*** TEXT EXCERPT ***

After 10 months off, I got in the water today. And swam (poorly and for only 20 minutes). I also rode my bicycle (poorly and for only 45 minutes).
Eric and I each write every night in a fantastic “I Like” book given to us by my brother and his wife. Tonight, Eric wrote, “To see you in a swim suit.”
Please note he did not write, “How you look in a swim suit.” I am, ahem, closing in on 46 years old, and did I mention I haven’t swam in 10 months?
But my husband has Ironman training in his eyes, for both of us. It’s awfully hard to get us both to the finish line if I never swim again. So I did it. And now I am supposed to do it three times a week for the next 18 months.
78 weeks x 3 swims/week = 234 swims
1 down, 233 to go . . . hold me, please hold me . . .
(Look at the picture below if you dare — wet hair, the smell of chlorine, and a big smile on my face)
But I do love that man, and this does make him very happy, and I will be so proud of myself, and this does enable me to quadruple my food intake over time. So, for better or worse, 78 weeks started TODAY.

*** End of TEXT EXCERPT ***
*** INFORMATION SUPPLIED ***

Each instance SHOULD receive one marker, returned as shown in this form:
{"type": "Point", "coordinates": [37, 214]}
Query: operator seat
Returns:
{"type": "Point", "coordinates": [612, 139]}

*** End of INFORMATION SUPPLIED ***

**QUESTIONS:**
1. In the swimming post, list each point the writer gives in the sentence that begins "But I do love that man".
2. Answer these questions from the swimming post:
(a) How long did the writer swim today?
(b) Who gave the writer and Eric the "I Like" book?
(c) How often, and for how long, is the writer supposed to keep swimming?

**WRITTEN RESPONSES:**
1.
- The writer loves that man.
- This makes him very happy.
- The writer will be so proud of herself.
- This lets the writer quadruple her food intake over time.

2.
(a) Only 20 minutes.
(b) The writer's brother and his wife.
(c) Three times a week for the next 18 months.